*EXERCISE TASK*
Convert every line of the records below into a Markdown table with two columns, Row and Line, numbering the rows and omitting blank lines. Leave the pictures out.

*RECORD SET*

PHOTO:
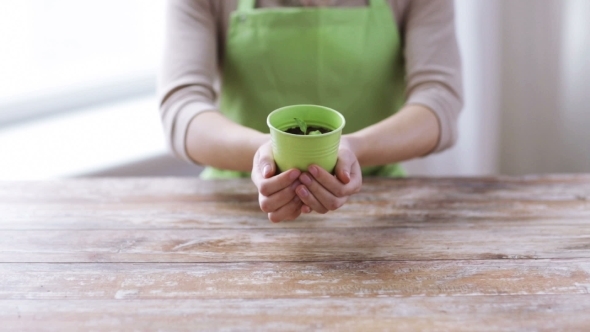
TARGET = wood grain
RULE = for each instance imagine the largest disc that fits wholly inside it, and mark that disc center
(423, 242)
(293, 280)
(459, 254)
(186, 203)
(464, 313)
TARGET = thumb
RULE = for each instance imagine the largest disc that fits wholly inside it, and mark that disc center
(344, 166)
(266, 162)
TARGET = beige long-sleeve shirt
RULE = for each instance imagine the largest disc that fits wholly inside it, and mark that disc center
(194, 49)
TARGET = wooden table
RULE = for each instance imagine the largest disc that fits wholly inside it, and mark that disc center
(183, 254)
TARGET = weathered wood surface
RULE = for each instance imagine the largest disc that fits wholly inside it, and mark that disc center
(461, 313)
(293, 280)
(182, 254)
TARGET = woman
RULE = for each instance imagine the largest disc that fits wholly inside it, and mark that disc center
(391, 67)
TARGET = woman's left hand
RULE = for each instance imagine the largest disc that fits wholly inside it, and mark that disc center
(321, 191)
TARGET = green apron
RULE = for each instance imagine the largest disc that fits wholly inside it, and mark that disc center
(348, 59)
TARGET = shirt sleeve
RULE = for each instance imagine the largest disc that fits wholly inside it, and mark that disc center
(433, 64)
(188, 70)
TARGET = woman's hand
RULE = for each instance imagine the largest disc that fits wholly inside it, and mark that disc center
(276, 194)
(321, 191)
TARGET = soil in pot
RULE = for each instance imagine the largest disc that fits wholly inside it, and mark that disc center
(303, 129)
(310, 130)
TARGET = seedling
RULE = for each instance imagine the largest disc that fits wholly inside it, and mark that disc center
(303, 127)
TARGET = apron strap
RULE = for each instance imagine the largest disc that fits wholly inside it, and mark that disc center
(380, 4)
(246, 5)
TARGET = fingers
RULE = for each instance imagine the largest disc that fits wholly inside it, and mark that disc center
(277, 200)
(317, 197)
(264, 166)
(289, 211)
(323, 192)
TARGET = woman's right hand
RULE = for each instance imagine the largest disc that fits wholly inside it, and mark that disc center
(276, 194)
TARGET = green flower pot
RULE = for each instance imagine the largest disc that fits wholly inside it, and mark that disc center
(300, 151)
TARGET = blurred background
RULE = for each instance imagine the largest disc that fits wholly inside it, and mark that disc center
(77, 90)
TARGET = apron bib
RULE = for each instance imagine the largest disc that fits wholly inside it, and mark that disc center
(348, 59)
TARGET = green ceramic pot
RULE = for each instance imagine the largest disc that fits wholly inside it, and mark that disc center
(300, 151)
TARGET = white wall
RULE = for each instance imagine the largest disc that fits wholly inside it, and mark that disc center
(476, 152)
(527, 89)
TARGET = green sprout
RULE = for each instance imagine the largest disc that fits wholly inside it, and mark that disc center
(302, 125)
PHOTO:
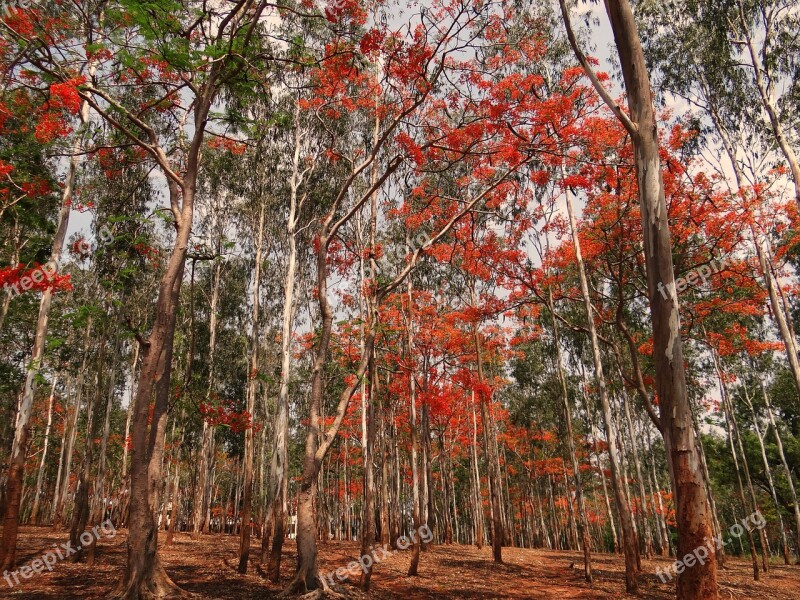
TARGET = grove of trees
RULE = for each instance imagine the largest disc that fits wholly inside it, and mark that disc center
(309, 271)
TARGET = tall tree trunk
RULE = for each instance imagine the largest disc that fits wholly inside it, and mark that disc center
(70, 390)
(583, 523)
(629, 543)
(742, 498)
(765, 92)
(770, 480)
(737, 438)
(252, 390)
(691, 503)
(491, 457)
(19, 450)
(648, 533)
(477, 496)
(202, 496)
(412, 395)
(58, 508)
(131, 384)
(786, 469)
(34, 519)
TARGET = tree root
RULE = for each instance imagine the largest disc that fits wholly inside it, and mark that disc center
(324, 591)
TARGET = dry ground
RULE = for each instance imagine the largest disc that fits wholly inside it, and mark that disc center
(207, 568)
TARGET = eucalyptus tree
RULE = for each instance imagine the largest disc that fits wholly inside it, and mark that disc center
(194, 51)
(675, 420)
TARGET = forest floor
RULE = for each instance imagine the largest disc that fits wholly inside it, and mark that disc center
(207, 568)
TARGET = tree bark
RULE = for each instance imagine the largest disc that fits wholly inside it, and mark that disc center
(629, 543)
(583, 522)
(786, 469)
(691, 503)
(34, 518)
(252, 390)
(19, 450)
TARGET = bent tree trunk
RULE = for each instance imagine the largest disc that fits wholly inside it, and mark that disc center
(252, 389)
(19, 450)
(34, 519)
(691, 504)
(145, 576)
(583, 521)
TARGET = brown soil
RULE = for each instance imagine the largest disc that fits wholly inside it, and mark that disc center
(208, 568)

*EXERCISE RESULT*
| Row | Line |
|---|---|
| 1 | PHOTO: |
| 2 | TARGET = wood grain |
| 3 | RULE = for each instance imagine the largest disc that fits wholly inside it, and mark that disc center |
| 4 | (423, 242) |
| 5 | (293, 280) |
| 6 | (459, 254) |
| 7 | (186, 203) |
| 8 | (464, 313) |
| 9 | TARGET = thumb |
| 10 | RULE = for each instance imagine the largest disc that fits wholly inside it, and mark that disc center |
| 11 | (344, 166) |
| 12 | (266, 162) |
| 13 | TARGET = beige long-sleeve shirt |
| 14 | RULE = for each instance imagine the largest disc that fits wholly inside it, and mark that disc center |
| 15 | (194, 49) |
| 16 | TARGET = wooden table |
| 17 | RULE = for each instance imagine the largest disc that fits wholly inside it, and mark that disc center |
| 18 | (183, 254) |
| 19 | TARGET = weathered wood surface |
| 20 | RULE = for each instance imagine the largest disc that fits wholly inside it, and mark that disc center |
| 21 | (461, 313) |
| 22 | (293, 280) |
| 23 | (182, 254) |
| 24 | TARGET = woman |
| 25 | RULE = for each instance imagine the largest disc that fits wholly inside it, and mark that disc center |
| 26 | (391, 67) |
| 27 | TARGET = woman's left hand |
| 28 | RULE = for each instance imagine the largest disc that fits wholly inside it, and mark that disc center |
| 29 | (321, 191) |
| 30 | TARGET = green apron |
| 31 | RULE = for each instance imagine the largest disc that fits wholly inside it, and mark that disc center |
| 32 | (348, 59) |
| 33 | TARGET = shirt sleeve |
| 34 | RULE = for each instance imagine the largest disc that fits wholly inside it, and mark that disc center |
| 35 | (433, 64) |
| 36 | (188, 70) |
| 37 | TARGET = woman's hand |
| 38 | RULE = for each instance imagine the largest disc that fits wholly inside it, and mark that disc center |
| 39 | (276, 194) |
| 40 | (321, 191) |
| 41 | TARGET = soil in pot |
| 42 | RULE = for each instance imagine the largest disc that fits wholly inside it, and mark that disc center |
| 43 | (303, 129) |
| 44 | (310, 130) |
| 45 | TARGET = seedling |
| 46 | RULE = for each instance imagine the largest disc that fits wholly inside it, and mark that disc center |
| 47 | (303, 127) |
| 48 | TARGET = apron strap |
| 49 | RULE = for each instance imagine the largest disc that fits wholly inside it, and mark that disc center |
| 50 | (380, 4) |
| 51 | (246, 5) |
| 52 | TARGET = fingers |
| 53 | RULE = for each instance imagine the largest disc that fits wholly inside it, and mark that disc center |
| 54 | (277, 200) |
| 55 | (317, 197) |
| 56 | (264, 166) |
| 57 | (289, 211) |
| 58 | (323, 192) |
| 59 | TARGET = woman's right hand |
| 60 | RULE = for each instance imagine the largest disc that fits wholly inside it, and mark that disc center |
| 61 | (276, 194) |
| 62 | TARGET = green flower pot |
| 63 | RULE = for each instance imagine the largest disc that fits wholly inside it, and mark that disc center |
| 64 | (300, 151) |
| 65 | TARGET = blurred background |
| 66 | RULE = for each instance imagine the largest disc that fits wholly inside it, and mark that disc center |
| 67 | (77, 90) |
| 68 | TARGET = apron bib |
| 69 | RULE = for each instance imagine the largest disc that fits wholly inside it, and mark that disc center |
| 70 | (348, 59) |
| 71 | TARGET = green ceramic pot |
| 72 | RULE = for each instance imagine the largest disc that fits wholly inside it, and mark that disc center |
| 73 | (300, 151) |
| 74 | TARGET = white wall |
| 75 | RULE = for each instance imagine the largest disc that fits wholly inside it, and mark that disc center |
| 76 | (476, 152) |
| 77 | (527, 89) |
| 78 | TARGET = green sprout |
| 79 | RULE = for each instance imagine the largest disc that fits wholly inside it, and mark that disc center |
| 80 | (302, 125) |
| 81 | PHOTO: |
| 82 | TARGET = grove of trees |
| 83 | RULE = for each instance imagine the largest disc that fits wholly inside it, and mark that disc center |
| 84 | (309, 271) |
| 85 | TARGET = tall tree trunk |
| 86 | RULE = for each instance imagine the largest disc that fits wholly inside it, and mark that disc center |
| 87 | (70, 390) |
| 88 | (583, 523) |
| 89 | (629, 543) |
| 90 | (742, 498) |
| 91 | (765, 92) |
| 92 | (770, 480) |
| 93 | (737, 438) |
| 94 | (252, 390) |
| 95 | (691, 503) |
| 96 | (491, 457) |
| 97 | (19, 450) |
| 98 | (648, 533) |
| 99 | (477, 496) |
| 100 | (202, 496) |
| 101 | (412, 395) |
| 102 | (58, 508) |
| 103 | (131, 384) |
| 104 | (786, 469) |
| 105 | (34, 519) |
| 106 | TARGET = tree root |
| 107 | RULE = for each instance imagine the largest disc that fits wholly inside it, and mark that disc center |
| 108 | (324, 591) |
| 109 | TARGET = dry ground |
| 110 | RULE = for each instance imagine the largest disc that fits wholly inside it, and mark that disc center |
| 111 | (207, 568) |
| 112 | TARGET = eucalyptus tree |
| 113 | RULE = for each instance imagine the largest disc that fits wholly inside it, and mark that disc center |
| 114 | (194, 51) |
| 115 | (675, 420) |
| 116 | TARGET = forest floor |
| 117 | RULE = for each instance imagine the largest disc that fits wholly inside it, and mark that disc center |
| 118 | (207, 568) |
| 119 | TARGET = tree bark |
| 120 | RULE = for each instance imagine the largest disc that fits wholly inside it, and mark that disc center |
| 121 | (629, 543) |
| 122 | (583, 522) |
| 123 | (786, 469) |
| 124 | (691, 503) |
| 125 | (34, 518) |
| 126 | (252, 390) |
| 127 | (19, 450) |
| 128 | TARGET = bent tree trunk |
| 129 | RULE = for each instance imagine the largest disc that fits wholly inside it, and mark that disc center |
| 130 | (252, 389) |
| 131 | (19, 450) |
| 132 | (34, 519) |
| 133 | (691, 504) |
| 134 | (145, 576) |
| 135 | (583, 521) |
| 136 | TARGET = brown soil |
| 137 | RULE = for each instance imagine the largest disc that fits wholly inside it, and mark that disc center |
| 138 | (208, 568) |